Can you rewrite the data below, swapping each "spacing model" for "layout model" and keeping everything else the same?
SUPPLIED MATERIAL start
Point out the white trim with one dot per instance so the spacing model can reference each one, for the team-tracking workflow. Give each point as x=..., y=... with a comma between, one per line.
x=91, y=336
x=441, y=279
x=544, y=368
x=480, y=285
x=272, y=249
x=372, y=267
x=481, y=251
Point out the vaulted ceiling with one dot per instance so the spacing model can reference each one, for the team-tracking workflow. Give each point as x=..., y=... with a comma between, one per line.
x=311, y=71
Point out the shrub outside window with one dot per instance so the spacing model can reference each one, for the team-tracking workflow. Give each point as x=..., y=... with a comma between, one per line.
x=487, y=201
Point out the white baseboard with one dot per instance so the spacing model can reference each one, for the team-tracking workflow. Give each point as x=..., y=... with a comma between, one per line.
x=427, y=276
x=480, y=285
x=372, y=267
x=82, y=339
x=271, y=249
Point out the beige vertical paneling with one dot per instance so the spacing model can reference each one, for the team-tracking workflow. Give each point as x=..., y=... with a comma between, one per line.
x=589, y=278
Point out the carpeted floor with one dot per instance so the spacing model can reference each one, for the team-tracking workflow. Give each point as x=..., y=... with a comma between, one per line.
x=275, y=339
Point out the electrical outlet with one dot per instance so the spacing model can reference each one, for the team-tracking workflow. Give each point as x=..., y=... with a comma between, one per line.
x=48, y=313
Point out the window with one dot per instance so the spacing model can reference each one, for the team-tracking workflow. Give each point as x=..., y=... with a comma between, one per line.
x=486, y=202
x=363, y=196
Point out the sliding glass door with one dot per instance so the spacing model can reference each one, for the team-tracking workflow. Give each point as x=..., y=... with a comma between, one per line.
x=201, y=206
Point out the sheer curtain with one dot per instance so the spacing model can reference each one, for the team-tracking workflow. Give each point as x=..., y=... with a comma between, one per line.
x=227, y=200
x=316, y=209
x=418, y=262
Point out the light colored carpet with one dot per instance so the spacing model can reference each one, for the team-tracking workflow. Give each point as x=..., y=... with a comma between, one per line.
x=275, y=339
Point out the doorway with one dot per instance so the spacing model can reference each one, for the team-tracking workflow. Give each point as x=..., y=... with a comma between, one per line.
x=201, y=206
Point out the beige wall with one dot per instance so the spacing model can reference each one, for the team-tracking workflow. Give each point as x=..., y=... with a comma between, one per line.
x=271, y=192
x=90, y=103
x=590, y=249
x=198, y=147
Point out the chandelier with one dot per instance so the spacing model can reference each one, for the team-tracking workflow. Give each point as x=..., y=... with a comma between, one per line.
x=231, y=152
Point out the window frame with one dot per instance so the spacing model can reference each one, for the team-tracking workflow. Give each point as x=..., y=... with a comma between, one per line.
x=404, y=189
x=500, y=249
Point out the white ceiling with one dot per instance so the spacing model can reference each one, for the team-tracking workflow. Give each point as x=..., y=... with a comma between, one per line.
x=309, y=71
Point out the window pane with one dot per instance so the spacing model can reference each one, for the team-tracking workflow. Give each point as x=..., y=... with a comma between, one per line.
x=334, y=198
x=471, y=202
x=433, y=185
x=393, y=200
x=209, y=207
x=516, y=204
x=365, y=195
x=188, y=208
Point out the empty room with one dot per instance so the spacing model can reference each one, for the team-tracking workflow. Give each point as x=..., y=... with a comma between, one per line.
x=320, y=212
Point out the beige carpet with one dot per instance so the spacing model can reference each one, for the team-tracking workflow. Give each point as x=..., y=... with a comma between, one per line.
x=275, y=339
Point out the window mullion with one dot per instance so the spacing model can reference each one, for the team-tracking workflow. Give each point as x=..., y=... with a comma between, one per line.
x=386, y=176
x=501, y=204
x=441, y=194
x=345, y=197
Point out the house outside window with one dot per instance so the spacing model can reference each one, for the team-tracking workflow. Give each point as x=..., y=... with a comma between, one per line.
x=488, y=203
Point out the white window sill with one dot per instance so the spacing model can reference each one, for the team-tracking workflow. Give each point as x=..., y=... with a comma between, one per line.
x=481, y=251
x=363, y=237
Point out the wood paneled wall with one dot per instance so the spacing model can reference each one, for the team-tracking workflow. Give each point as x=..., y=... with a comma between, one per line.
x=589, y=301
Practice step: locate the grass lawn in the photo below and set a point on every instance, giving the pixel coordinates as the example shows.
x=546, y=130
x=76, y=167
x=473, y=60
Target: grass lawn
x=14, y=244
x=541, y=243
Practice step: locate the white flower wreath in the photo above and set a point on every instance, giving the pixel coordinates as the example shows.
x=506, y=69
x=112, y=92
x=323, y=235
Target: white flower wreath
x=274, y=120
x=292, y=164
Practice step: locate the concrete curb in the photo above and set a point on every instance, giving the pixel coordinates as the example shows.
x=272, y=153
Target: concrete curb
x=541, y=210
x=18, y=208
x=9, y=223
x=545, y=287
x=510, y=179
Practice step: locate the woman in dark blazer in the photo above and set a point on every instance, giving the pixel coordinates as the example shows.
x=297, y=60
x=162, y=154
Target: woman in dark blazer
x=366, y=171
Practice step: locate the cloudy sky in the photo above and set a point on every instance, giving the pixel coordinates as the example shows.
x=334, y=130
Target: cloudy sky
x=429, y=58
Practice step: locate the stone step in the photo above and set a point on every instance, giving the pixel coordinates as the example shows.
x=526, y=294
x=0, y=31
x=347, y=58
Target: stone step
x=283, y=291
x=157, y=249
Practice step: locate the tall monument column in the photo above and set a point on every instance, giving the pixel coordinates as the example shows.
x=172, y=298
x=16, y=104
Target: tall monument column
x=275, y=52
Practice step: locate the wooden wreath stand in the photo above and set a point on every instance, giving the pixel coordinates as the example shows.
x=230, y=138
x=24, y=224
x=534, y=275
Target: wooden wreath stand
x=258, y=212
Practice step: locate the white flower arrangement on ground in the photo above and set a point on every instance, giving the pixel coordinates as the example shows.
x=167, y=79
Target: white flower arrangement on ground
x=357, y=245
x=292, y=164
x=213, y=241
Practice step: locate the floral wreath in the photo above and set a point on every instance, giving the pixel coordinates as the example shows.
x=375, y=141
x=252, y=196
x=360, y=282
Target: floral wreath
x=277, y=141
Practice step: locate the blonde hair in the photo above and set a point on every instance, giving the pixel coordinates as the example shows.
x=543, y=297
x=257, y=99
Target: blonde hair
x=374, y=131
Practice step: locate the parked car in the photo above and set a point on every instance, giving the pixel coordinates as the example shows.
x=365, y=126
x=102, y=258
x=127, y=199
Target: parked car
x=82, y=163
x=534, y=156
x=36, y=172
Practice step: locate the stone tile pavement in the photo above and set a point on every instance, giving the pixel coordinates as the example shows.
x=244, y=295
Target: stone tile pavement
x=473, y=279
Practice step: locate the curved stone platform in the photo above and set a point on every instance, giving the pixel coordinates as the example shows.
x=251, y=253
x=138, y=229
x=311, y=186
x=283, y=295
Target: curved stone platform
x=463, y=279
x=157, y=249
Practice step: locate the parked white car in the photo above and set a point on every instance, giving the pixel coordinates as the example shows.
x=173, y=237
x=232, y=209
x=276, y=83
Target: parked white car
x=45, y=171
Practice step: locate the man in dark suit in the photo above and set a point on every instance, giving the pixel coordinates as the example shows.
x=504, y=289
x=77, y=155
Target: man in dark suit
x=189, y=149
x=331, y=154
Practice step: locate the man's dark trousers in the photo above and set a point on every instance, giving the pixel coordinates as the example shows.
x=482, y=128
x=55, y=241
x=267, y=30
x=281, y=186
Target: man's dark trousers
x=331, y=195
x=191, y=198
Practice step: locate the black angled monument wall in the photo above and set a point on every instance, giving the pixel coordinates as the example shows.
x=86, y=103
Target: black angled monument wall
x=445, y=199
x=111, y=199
SUPPLIED MATERIAL end
:: ANSWER FOR THIS EXERCISE ::
Point out the white trim with one dot per instance so the layout model can reference each one, for the team-tracking workflow. Give each point as x=..., y=... with a comma between, one per line.
x=91, y=336
x=441, y=279
x=544, y=368
x=480, y=285
x=272, y=249
x=372, y=267
x=481, y=251
Point out the vaulted ceiling with one dot per instance so the layout model can reference each one, for the team-tracking workflow. Give each point as x=..., y=... with a comma between, one per line.
x=311, y=71
Point out the shrub outside window with one dot per instance so the layout model can reference each one, for the team-tracking workflow. Give each point as x=..., y=... with a comma between, one per line.
x=487, y=201
Point out the white baseboard with one dot per instance so the layout model can reference each one, for the team-tracking workflow. Give each point as x=..., y=... with a comma between, one per line.
x=427, y=276
x=480, y=285
x=372, y=267
x=82, y=339
x=271, y=249
Point out the beige vertical paneling with one dot per instance so the layout model can reference each one, for the team-tracking workflow. Give each point as x=..., y=... with a comma between, one per line.
x=589, y=278
Point out the carpeted floor with one dot per instance so the layout model can reference each one, for the team-tracking workflow. Give each point as x=..., y=... with a comma between, one per line.
x=275, y=339
Point out the electrical outlet with one dot per instance so the layout model can reference each one, for the team-tracking workflow. Give each point as x=..., y=... with a comma between, one per line.
x=48, y=313
Point out the window with one dot per instance so the layout model can reference each one, for the team-tracking workflow. Give each point as x=..., y=... with a comma between, one per line.
x=486, y=202
x=363, y=196
Point out the sliding glass door with one dot per instance so the layout model can reference each one, for the team-tracking workflow. Give each point as x=..., y=... with a comma between, one per line.
x=201, y=206
Point out the sheer curtain with one dot per instance so the layout model can reference each one, for the team-tracking workflow. Give each point as x=..., y=... with a comma between, one per line.
x=227, y=200
x=316, y=209
x=418, y=262
Point out the light colored carpet with one dot per instance so the layout model can reference each one, for the team-tracking workflow. Give each point as x=..., y=... with a comma between, one per line.
x=275, y=339
Point out the doorway with one dot per instance so the layout model can reference each one, for the team-tracking workflow. Give each point as x=..., y=... with a comma between, one per line.
x=201, y=206
Point out the beige wall with one dot per instance so the layout model can reference each one, for the team-tracking workflow. Give each point as x=..., y=... with a comma between, one per line.
x=271, y=192
x=90, y=103
x=590, y=249
x=198, y=147
Point out the chandelier with one dot per instance so the layout model can reference each one, for the team-tracking workflow. Give each point as x=..., y=... with a comma between, one per line.
x=231, y=152
Point out the window frame with one dot per instance so the layout model can reference each one, for the team-tracking workflow. Give each point as x=..., y=... with a comma between, one per line.
x=404, y=189
x=500, y=249
Point out the white ceiling with one dot per instance so the layout model can reference each one, for the team-tracking workflow. Give each point as x=..., y=... with a comma between, one per line.
x=309, y=71
Point out the window pane with one dot per instance so the layout model can reference each one, for the team-tracking workflow. Give each point as x=..., y=... with a comma between, one per line.
x=334, y=198
x=471, y=202
x=433, y=185
x=393, y=200
x=209, y=207
x=516, y=204
x=365, y=195
x=188, y=208
Point out the empty room with one dot per instance so the layout model can reference each one, for the team-tracking workflow. Give each point as x=..., y=... with a comma between, one per line.
x=320, y=212
Point out the beige carpet with one dot per instance so the layout model can reference each one, for the team-tracking workflow. Give each point as x=..., y=... with a comma between, one per line.
x=275, y=339
Point out the window mullion with one dot per instance so the layout model can reference each one, for the team-tracking workflow. Give each point as x=..., y=... with a comma between, one per line.
x=386, y=176
x=501, y=204
x=441, y=194
x=345, y=197
Point out the house outside window with one dot per instance so the layout model can reference each one, for the team-tracking workflow. Give each point as x=..., y=... with a comma between, one per line.
x=488, y=203
Point out the white window sill with one dot per instance so the layout model can reference each one, for the team-tracking workflow. Give each point as x=..., y=... with a comma between, one per line.
x=481, y=251
x=363, y=237
Point out the wood paneled wall with one dot per instance so the layout model can reference each one, for the team-tracking workflow. Give each point as x=..., y=... with a comma between, one per line.
x=589, y=301
Practice step: locate the grass lawn in the photo below and set a point on every instance, giving the pixel coordinates as the example shows.
x=546, y=130
x=76, y=167
x=473, y=60
Target: grass lawn
x=14, y=244
x=541, y=243
Practice step: locate the white flower wreath in the photo above and set a point on every instance, giving the pixel coordinates as the example shows.
x=506, y=69
x=112, y=92
x=323, y=235
Target: white flower wreath
x=274, y=120
x=292, y=164
Practice step: locate the concrete curb in the photo above and set a point on every instance, giving the pixel coordinates as the example shows.
x=272, y=153
Target: concrete curb
x=541, y=210
x=18, y=208
x=9, y=223
x=545, y=287
x=510, y=179
Practice step: locate the woman in dark blazer in the photo above and set a point on every instance, giving the pixel coordinates as the example shows.
x=297, y=60
x=162, y=154
Target: woman in dark blazer
x=366, y=171
Practice step: locate the cloudy sky in the photo above and set a point on every instance, giving the pixel coordinates as the example shows.
x=334, y=130
Target: cloudy sky
x=429, y=58
Practice step: locate the stone step in the photo above and set a point on every instance, giving the pixel coordinates as the example shows.
x=526, y=294
x=0, y=31
x=347, y=58
Target: stone step
x=283, y=291
x=157, y=249
Practice step: locate the tall monument column in the photo above and set a point on every instance, giving the pixel coordinates as the example shows.
x=172, y=298
x=16, y=104
Target: tall monument column
x=275, y=52
Practice step: locate the wooden wreath stand in the photo above and set a point on every instance, giving the pixel coordinates as the example shows.
x=230, y=138
x=24, y=224
x=534, y=275
Target: wooden wreath stand
x=258, y=212
Practice step: locate the white flower arrangement on ground in the photo above and set a point on every instance, giving the pixel coordinates as the example shows.
x=167, y=79
Target: white flower arrangement on ground
x=357, y=245
x=292, y=164
x=213, y=241
Practice step: locate the floral wreath in the photo above and set a point on every instance, giving the pixel coordinates as the example shows.
x=375, y=141
x=252, y=196
x=360, y=282
Target: floral wreath
x=277, y=141
Practice step: locate the blonde hair in the photo above and set a point on every instance, giving the pixel coordinates as the example shows.
x=543, y=297
x=257, y=99
Target: blonde hair
x=374, y=131
Practice step: locate the parked car in the photo above and set a point on every instance, giving the pixel coordinates as the example shows.
x=365, y=126
x=102, y=258
x=127, y=199
Target: parked car
x=82, y=163
x=534, y=156
x=36, y=172
Practice step: locate the stone tile pavement in the photo above and set a point on every instance, giving the pixel coordinates as the example shows.
x=244, y=295
Target: stone tile pavement
x=473, y=279
Practice step: locate the curved stone platform in the photo above and set a point on every instance, giving the pixel coordinates as the example shows.
x=251, y=253
x=138, y=229
x=311, y=186
x=283, y=295
Target: curved stone platform
x=463, y=279
x=157, y=249
Practice step: locate the parked white car in the photo above and set a point on every instance, giving the pixel coordinates as the example shows.
x=173, y=237
x=232, y=209
x=276, y=83
Target: parked white car
x=45, y=171
Practice step: locate the man in dark suit in the photo above and set a point on every instance, giving the pixel coordinates as the example shows.
x=504, y=289
x=77, y=155
Target: man in dark suit
x=189, y=149
x=331, y=154
Practice step: locate the man's dark trousers in the photo above and set a point on every instance, giving the pixel coordinates as the example shows.
x=482, y=128
x=55, y=241
x=267, y=30
x=281, y=186
Target: man's dark trousers
x=331, y=195
x=191, y=198
Practice step: locate the black angled monument wall in the photo above and set a point on every instance, giving the pixel coordinates as the example shows.
x=86, y=103
Target: black angled monument wall
x=445, y=199
x=111, y=199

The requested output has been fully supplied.